### Available data

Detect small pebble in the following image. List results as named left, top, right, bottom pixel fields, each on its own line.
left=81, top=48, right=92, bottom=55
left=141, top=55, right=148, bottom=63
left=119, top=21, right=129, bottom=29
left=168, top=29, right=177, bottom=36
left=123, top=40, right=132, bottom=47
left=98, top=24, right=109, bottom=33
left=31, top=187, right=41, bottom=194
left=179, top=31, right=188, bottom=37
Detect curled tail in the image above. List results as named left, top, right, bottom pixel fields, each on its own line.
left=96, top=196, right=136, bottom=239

######

- The problem:
Type out the records above again, exactly the same.

- Reply:
Detect small pebble in the following image. List results as named left, top, right, bottom pixel fields, each on its own line.
left=81, top=48, right=92, bottom=55
left=141, top=55, right=148, bottom=63
left=119, top=21, right=129, bottom=29
left=168, top=29, right=177, bottom=36
left=123, top=40, right=132, bottom=47
left=98, top=24, right=109, bottom=33
left=31, top=187, right=41, bottom=194
left=179, top=31, right=188, bottom=37
Detect curled tail in the image above. List results as named left, top, right, bottom pixel fields, each on its own line.
left=96, top=196, right=136, bottom=239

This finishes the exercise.